◆ **Material almacenado**
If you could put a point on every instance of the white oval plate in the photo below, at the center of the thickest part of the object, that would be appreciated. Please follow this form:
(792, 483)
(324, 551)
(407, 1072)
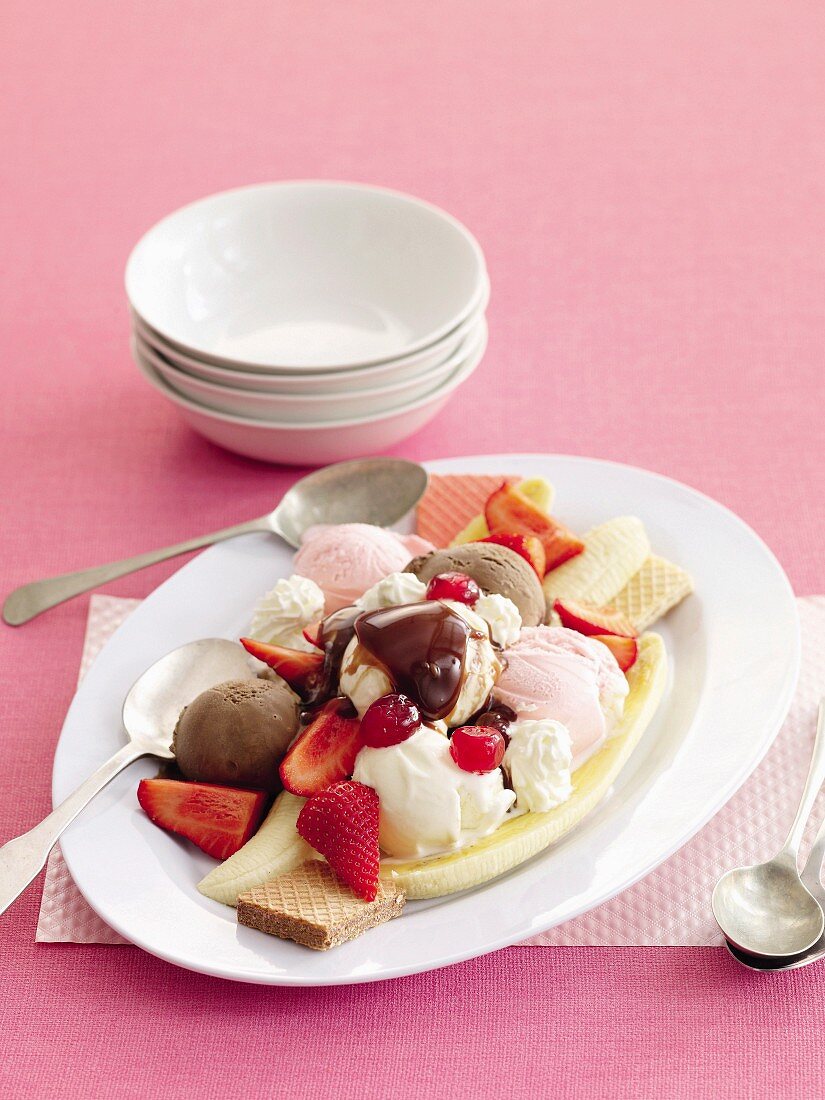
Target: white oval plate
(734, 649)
* * *
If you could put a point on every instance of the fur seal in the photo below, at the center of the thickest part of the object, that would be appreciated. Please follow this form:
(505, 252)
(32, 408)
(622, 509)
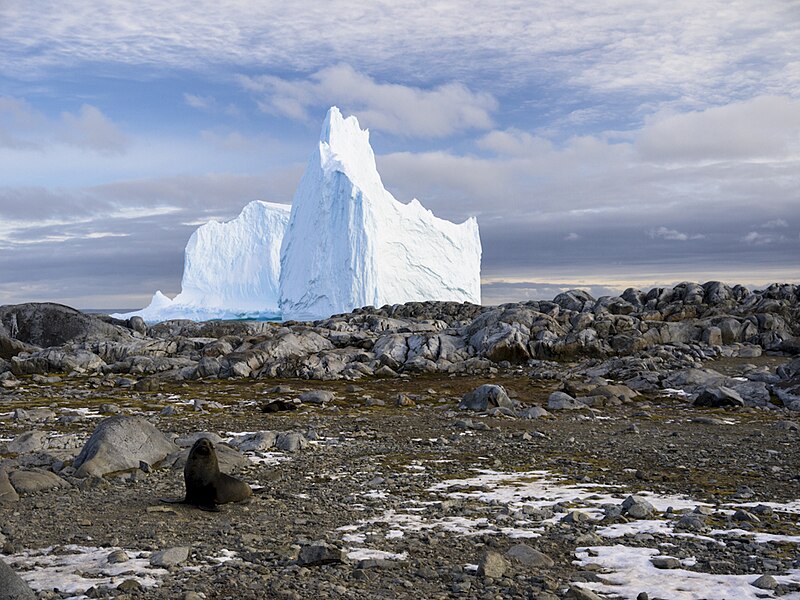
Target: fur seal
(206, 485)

◆ **Tarea breve**
Recopila cada línea del material en la que aparezca la cadena "every".

◆ **Solución escrita**
If you could put a point on every instance of the white oval plate in the photo below, at the center of the thickest part of the object, that would be appreciated. Please follow this form:
If you could put a point on every instance of the fur seal in the photo below, at the center of the thickest part of the object, that would be appreciated. Please follow this form:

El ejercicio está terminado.